Top of Passage shown
In April, the state’s legislature voted 20-4 in favor of banning conversion therapy, which aims to change a person’s sexual orientation. It is a practice that has been debunked; a 2007 task force convened by the American Psychological Association found no evidence it works. The bill would have levied fines and even jail time on anyone who practices it, as well as on parents who send their children to providers.
But Baja California Gov. Marina del Pilar Ávila Olmeda drew the ire of the gay community by vetoing it. She opted instead to regulate conversion therapy providers by allowing parents to make the choice to send their children to them — as long as the child is not forced into going.
Even though the LGBT rights movement has become stronger, broader and more visible across Mexico and in Baja California in recent years, advocates say there is still much work left to be done. In 2019, 117 lesbian, gay, bi-sexual and trans people were killed in Mexico, up almost a third compared with 2018 and the highest number since 2015, according to the LGBT+ advocacy group Letra S.
Francisco Madrid, a 36-year-old tenor who sings in the chorus, says the Tijuana Gay Men’s Chorus is aimed at music and art, but it is also helping overcome stigmas that are still prevalent in Tijuana about the gay community.
“Sometimes people think that we are just like running naked in the streets and going to parties every night and being crazy. But, we are actually very creative people and we are very talented people and we are showing that,” Madrid said, stepping aside during a recent vocal technique practice. “We are showing that music can remove the barriers between different ideologies.”
Bottom of Passage shown
→ **Activities**:
(1) From the article on Baja California, quote the words between "Even though the" and "the gay community.", inclusive.
(2) Render this sentence from the article on Baja California in Spanish: "It is a practice that has been debunked; a 2007 task force convened by the American Psychological Association found no evidence it works."
The listing that comes next is separate material with no connection to the article on Baja California.
Top of Extracted material
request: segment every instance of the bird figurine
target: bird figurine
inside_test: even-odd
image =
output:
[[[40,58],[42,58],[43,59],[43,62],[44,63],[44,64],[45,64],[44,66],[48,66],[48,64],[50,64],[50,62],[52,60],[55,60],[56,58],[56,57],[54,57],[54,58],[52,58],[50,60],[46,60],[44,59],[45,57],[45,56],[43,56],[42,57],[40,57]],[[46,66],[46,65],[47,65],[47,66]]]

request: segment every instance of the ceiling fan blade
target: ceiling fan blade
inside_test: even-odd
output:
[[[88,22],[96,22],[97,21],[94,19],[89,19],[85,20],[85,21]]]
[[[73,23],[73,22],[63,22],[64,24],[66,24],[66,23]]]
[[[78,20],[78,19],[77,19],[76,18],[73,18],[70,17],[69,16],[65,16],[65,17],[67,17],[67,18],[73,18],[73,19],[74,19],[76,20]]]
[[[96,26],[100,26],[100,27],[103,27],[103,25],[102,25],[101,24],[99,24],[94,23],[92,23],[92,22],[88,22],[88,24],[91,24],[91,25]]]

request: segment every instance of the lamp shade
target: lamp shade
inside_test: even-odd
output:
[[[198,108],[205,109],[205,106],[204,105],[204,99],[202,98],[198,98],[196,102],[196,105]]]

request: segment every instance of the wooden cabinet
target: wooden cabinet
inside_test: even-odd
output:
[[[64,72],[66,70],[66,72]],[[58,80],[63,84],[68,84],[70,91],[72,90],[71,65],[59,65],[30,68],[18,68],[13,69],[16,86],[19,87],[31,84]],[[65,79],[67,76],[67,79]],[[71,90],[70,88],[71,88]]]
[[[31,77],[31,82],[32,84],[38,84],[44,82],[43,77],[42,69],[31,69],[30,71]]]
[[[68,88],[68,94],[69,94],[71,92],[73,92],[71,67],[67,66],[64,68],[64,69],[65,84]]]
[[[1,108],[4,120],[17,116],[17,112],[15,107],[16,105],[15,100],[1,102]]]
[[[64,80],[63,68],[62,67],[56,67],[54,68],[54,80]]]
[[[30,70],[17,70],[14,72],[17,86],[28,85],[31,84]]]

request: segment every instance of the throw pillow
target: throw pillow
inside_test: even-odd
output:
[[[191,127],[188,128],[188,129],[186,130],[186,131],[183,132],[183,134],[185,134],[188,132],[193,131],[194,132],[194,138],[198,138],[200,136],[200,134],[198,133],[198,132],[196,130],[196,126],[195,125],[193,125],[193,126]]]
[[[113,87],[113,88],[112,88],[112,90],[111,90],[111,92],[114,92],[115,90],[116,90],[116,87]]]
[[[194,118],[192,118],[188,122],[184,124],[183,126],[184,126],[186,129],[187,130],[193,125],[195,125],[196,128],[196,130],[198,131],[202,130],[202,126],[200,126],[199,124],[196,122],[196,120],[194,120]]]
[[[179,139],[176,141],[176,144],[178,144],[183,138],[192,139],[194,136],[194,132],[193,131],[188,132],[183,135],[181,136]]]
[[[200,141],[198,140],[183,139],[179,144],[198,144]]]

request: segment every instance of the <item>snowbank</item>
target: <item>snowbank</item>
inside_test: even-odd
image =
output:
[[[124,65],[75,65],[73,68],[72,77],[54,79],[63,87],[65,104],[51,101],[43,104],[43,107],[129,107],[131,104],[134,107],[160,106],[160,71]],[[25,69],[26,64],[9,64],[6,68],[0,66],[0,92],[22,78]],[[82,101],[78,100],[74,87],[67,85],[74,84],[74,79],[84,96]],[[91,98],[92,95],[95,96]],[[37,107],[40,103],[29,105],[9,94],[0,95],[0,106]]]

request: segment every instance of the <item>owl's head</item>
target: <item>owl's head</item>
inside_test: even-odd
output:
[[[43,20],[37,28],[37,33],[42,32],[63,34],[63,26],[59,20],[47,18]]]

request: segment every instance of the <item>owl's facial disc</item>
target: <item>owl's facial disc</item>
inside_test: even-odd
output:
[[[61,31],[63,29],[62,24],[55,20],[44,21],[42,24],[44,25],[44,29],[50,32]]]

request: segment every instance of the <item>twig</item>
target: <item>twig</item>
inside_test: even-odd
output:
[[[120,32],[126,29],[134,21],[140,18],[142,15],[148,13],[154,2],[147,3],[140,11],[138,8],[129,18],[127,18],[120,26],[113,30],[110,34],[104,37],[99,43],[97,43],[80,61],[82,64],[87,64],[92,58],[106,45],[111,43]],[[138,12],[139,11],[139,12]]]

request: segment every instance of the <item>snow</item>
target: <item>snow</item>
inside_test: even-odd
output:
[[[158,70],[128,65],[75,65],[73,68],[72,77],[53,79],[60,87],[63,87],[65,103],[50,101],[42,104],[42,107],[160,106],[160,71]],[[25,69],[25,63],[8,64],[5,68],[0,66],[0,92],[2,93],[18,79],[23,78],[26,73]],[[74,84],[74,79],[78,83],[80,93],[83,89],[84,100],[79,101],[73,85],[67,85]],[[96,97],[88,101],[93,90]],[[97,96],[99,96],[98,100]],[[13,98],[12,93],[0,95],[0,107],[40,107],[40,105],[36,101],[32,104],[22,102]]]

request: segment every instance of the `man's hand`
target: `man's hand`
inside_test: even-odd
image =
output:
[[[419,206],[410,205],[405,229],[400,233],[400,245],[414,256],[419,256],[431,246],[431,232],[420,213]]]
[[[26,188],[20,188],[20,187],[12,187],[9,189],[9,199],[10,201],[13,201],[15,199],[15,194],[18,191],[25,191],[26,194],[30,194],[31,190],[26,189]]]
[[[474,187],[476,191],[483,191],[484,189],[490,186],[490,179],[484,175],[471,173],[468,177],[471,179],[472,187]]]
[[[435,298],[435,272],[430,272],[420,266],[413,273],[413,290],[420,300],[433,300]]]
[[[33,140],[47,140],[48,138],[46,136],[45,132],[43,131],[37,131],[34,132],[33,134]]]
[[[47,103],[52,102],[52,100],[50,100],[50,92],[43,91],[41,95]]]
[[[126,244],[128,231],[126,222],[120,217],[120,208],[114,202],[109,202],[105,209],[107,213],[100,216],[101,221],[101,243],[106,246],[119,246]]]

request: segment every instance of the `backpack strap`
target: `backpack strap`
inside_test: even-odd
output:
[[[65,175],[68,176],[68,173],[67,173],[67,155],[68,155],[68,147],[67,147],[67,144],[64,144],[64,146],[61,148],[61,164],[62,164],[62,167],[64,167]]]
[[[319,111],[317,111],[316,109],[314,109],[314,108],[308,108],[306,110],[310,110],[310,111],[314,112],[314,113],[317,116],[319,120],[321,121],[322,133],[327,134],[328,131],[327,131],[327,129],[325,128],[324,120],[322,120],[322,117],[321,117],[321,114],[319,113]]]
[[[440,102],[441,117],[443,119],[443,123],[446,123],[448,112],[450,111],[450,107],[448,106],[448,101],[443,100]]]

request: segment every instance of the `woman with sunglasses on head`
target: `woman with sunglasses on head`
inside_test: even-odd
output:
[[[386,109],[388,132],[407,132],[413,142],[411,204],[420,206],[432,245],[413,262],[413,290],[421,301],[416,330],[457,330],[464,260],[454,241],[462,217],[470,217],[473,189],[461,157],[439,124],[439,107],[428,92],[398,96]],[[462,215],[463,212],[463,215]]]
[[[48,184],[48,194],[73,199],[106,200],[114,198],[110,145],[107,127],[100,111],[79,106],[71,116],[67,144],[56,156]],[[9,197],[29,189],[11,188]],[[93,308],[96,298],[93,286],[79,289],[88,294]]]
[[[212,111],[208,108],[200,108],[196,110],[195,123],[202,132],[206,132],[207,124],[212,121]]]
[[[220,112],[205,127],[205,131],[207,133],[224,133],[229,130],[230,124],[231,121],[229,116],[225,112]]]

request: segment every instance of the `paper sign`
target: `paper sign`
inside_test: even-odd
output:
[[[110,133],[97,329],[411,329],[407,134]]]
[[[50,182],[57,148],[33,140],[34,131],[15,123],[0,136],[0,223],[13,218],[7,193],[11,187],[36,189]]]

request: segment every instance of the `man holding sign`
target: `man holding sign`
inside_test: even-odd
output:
Bottom of Extracted material
Top of Extracted material
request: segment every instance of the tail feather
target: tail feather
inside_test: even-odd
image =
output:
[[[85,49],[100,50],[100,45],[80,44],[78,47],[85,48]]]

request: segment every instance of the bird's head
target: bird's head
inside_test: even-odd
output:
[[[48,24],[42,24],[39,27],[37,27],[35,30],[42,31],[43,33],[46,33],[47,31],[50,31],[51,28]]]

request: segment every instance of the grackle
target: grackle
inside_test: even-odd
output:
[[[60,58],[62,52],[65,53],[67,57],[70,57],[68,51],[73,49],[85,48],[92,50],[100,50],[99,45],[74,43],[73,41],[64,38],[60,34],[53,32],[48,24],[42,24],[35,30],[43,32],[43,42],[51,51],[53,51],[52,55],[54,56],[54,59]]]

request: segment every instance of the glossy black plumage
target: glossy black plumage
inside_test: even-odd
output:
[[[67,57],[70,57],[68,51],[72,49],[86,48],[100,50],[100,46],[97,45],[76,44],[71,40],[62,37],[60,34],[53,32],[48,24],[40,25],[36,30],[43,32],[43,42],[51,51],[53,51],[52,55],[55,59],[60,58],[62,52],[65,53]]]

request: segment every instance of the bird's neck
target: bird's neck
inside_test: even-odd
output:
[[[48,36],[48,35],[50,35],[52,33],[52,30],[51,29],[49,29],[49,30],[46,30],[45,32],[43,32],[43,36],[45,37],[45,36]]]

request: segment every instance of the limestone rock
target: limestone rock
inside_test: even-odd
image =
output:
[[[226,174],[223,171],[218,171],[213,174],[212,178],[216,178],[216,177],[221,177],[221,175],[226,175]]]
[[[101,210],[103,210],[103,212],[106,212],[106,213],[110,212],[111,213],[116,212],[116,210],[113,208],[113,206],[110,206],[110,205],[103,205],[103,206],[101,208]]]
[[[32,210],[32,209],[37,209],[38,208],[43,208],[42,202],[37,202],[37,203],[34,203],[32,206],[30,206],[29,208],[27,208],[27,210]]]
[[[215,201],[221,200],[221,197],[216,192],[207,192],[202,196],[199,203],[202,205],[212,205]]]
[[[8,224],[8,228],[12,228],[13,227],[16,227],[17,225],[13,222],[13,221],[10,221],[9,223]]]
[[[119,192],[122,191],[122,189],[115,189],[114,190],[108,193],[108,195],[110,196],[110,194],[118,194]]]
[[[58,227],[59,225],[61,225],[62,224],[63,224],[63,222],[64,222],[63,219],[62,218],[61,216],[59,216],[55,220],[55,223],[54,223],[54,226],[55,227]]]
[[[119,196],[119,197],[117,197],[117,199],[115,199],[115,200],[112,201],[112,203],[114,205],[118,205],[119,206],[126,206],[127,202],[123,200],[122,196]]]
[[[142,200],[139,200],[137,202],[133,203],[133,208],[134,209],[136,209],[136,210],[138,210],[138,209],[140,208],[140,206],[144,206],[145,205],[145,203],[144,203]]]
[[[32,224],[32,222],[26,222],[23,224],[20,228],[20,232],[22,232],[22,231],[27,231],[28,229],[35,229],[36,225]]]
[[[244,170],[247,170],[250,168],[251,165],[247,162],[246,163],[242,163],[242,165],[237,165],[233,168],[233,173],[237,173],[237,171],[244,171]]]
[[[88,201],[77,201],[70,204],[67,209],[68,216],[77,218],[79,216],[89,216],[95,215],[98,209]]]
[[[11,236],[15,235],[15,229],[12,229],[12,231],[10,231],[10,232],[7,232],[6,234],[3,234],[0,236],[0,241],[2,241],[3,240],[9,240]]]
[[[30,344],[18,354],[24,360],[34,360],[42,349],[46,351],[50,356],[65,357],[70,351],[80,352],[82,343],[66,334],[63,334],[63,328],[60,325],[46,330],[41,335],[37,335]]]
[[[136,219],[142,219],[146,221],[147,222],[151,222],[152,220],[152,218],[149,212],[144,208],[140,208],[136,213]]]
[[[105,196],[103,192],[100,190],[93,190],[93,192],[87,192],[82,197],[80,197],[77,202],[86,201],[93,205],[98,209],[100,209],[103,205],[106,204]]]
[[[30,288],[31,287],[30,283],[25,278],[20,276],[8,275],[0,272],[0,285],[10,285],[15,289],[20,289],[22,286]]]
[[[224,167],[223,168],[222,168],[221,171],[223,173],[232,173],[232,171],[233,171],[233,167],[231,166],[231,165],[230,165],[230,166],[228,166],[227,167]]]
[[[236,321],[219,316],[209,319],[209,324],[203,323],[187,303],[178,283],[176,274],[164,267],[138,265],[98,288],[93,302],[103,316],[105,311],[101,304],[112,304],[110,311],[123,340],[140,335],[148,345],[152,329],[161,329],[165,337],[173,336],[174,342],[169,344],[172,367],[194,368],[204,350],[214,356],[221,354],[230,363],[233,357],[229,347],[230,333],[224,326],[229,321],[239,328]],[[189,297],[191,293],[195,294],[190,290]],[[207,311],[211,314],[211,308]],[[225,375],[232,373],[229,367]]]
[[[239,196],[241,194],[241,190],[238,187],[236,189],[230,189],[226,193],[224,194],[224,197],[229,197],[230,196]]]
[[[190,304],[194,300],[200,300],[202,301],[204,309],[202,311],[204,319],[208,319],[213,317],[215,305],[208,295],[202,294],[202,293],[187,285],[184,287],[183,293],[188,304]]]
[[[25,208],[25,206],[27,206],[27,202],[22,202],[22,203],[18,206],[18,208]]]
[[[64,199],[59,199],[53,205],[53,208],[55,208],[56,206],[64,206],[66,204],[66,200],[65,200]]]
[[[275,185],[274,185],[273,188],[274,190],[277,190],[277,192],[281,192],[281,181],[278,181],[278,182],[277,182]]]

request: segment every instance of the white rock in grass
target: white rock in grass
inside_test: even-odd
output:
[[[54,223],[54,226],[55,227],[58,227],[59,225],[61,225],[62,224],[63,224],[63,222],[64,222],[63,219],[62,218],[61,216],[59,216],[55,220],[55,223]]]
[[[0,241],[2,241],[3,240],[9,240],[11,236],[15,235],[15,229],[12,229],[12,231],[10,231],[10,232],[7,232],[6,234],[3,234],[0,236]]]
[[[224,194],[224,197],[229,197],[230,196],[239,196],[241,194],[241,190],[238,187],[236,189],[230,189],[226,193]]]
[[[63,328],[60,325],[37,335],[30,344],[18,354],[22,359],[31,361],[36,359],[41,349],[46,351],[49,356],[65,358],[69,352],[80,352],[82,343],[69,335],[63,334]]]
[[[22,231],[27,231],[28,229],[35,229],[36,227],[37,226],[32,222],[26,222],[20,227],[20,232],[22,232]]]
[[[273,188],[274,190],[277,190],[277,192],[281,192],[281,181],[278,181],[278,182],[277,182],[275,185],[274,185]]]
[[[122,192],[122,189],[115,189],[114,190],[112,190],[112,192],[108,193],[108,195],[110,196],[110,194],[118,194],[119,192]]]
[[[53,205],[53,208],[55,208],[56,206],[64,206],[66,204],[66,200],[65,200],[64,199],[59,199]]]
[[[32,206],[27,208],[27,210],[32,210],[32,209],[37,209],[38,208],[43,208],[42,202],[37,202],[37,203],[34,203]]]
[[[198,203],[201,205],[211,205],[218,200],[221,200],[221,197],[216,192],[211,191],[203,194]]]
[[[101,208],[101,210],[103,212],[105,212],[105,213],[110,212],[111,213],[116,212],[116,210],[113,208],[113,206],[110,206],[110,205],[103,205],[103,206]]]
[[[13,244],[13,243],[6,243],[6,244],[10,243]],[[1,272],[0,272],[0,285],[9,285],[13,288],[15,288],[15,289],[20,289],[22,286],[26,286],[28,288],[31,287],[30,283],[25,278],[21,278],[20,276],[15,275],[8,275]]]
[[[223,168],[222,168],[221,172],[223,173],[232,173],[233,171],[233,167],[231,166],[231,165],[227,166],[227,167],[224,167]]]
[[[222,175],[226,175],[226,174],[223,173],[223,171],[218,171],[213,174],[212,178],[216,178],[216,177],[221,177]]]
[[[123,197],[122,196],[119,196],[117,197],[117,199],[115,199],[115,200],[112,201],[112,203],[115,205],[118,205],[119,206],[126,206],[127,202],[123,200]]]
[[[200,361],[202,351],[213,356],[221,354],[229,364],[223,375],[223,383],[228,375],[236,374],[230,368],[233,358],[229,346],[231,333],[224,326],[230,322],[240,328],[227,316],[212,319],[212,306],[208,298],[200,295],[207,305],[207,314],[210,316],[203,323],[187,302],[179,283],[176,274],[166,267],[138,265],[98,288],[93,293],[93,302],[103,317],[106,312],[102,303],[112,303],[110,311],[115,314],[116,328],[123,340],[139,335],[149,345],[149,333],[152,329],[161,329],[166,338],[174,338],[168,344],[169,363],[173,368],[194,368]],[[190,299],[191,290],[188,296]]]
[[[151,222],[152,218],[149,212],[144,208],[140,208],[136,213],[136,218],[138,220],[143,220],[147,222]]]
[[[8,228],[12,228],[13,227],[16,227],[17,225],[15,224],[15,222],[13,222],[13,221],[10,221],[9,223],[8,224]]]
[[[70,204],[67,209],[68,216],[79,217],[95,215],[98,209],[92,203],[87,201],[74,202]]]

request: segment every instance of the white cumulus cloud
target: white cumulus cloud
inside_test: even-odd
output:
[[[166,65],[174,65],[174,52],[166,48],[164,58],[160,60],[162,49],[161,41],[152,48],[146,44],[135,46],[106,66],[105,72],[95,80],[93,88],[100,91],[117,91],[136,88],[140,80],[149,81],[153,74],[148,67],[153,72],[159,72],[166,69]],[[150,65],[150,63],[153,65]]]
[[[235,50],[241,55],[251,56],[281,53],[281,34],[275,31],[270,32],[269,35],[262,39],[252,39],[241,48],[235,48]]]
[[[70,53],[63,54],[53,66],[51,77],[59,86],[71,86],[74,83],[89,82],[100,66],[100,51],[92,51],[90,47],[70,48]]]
Bottom of Extracted material
→ **Responses per task**:
(1)
Even though the LGBT rights movement has become stronger, broader and more visible across Mexico and in Baja California in recent years, advocates say there is still much work left to be done. In 2019, 117 lesbian, gay, bi-sexual and trans people were killed in Mexico, up almost a third compared with 2018 and the highest number since 2015, according to the LGBT+ advocacy group Letra S.
Francisco Madrid, a 36-year-old tenor who sings in the chorus, says the Tijuana Gay Men’s Chorus is aimed at music and art, but it is also helping overcome stigmas that are still prevalent in Tijuana about the gay community.

(2) Es una práctica que ha sido desacreditada; un grupo de trabajo convocado en 2007 por la Asociación Estadounidense de Psicología no encontró evidencia de que funcione.